** Tasks and exercises **
A. In the passage of the travel essay from "Thus it is problematic" to "all the good.", change "traveller" to "wanderer" and write that passage out again.
B. Write what comes next in the essay about travel books, going on from its final sentence.

====== Quoted text ======

A Travel Book Shorn of Cliches

CHENNAI: Travel books are often a compendium of clichés. If the ‘when to go’ / ‘how to reach’ concerns are ever transcended, it is the ‘majestic beauty of the mountains’ or the ‘vastness of the ocean’ that is tritely commented upon, putatively granting solace to the writer who is trying to escape the ‘hustle bustle’ of a megalopolis. As if confronting the picturesque to escape the hectic life was all there was to travel. If the book in question is sufficiently post-modern in conception, it will make a big deal of the virtues of traveling solo, of backpacking on budget, and so on. Indeed, travel as an exercise in self-discovery is a hip notion these days. But the fact ignored is that the seemingly simple problems of ‘knowing oneself’ or ‘coming to oneself’ or ‘being at peace with oneself’ are lifelong metaphysical projects whose essence cannot be delivered in toto over a two week trip to Ladakh.

Travel, in and of itself, will not ‘save us.’ In fact, if indeed it does provide something akin to solace and leads to a superior understanding of the self, then precisely because such deliverances aren’t permanent, because life as it is must be returned to, travelling can become an imprisoning habit, making larger liberations difficult because of the tastings of smaller gratifications.

Thus it is problematic to conceive travel as that which leads to self enhancement, and perhaps better to return to the less attractive idea of travel as an exercise in knowing the outer world. If the traveller believes that knowing the world has a value in and of itself, that subjecting herself to the objective world as it exists is a worthwhile activity, then travel can be said to be approached in the right spirit. And if, in the process of assimilating realities that were hitherto unseen, her self-consciousness does experience an expansion, then all the good.

====== Dataset ======

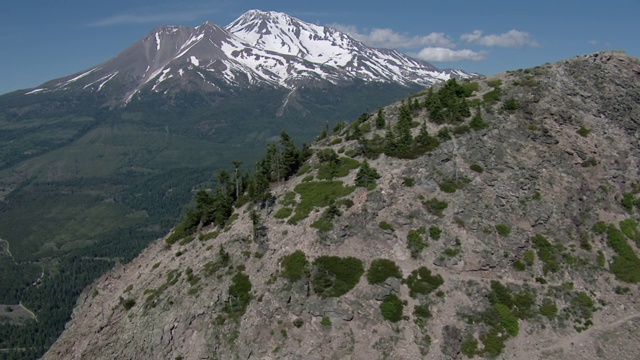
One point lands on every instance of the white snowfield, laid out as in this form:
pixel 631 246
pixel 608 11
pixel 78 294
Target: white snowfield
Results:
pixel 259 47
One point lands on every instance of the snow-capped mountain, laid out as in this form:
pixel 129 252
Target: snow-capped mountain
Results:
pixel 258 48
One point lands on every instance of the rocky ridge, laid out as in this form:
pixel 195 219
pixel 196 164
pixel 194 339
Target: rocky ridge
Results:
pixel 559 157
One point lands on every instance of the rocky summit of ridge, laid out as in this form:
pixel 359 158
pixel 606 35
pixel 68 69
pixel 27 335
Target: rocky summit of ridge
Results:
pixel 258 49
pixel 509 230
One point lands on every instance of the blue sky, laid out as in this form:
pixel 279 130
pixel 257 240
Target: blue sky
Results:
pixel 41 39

======

** In response **
A.
Thus it is problematic to conceive travel as that which leads to self enhancement, and perhaps better to return to the less attractive idea of travel as an exercise in knowing the outer world. If the wanderer believes that knowing the world has a value in and of itself, that subjecting herself to the objective world as it exists is a worthwhile activity, then travel can be said to be approached in the right spirit. And if, in the process of assimilating realities that were hitherto unseen, her self-consciousness does experience an expansion, then all the good.

B.
One travel book that belittles clichés and stays clear of any dogma, recent or modern, about the virtues of travel, is Srinath Perur’s If It’s Monday It Must Be Madurai: A Conducted Tour of India. The book, published in 2014, is a collection of ten essays, detailing travels undertaken by the author with ten unique groups of people. The groups are mostly composed of Indians, and most travels are in India. Perur travels to Tamil Nadu’s temples in buses full of retired government servants, to Europe with a desi group, to Uzbekistan with a group of sex tourists, to Pandarpur on a pilgrimage called Wari, and so on.

The essays are mostly journalistic, so that the tone can be wry in the face of absurdity, or reverent in the face of piety. Perur narrates as someone who observes precisely to the degree that invites reflection. On the rare occasions that Perur tells us what he felt in a given scenario, he has the good sense to break through the ironic veneer, so that what is delivered seems like zen wisdom.  Recommended

(The writer is publishing his first  novel in October 2016)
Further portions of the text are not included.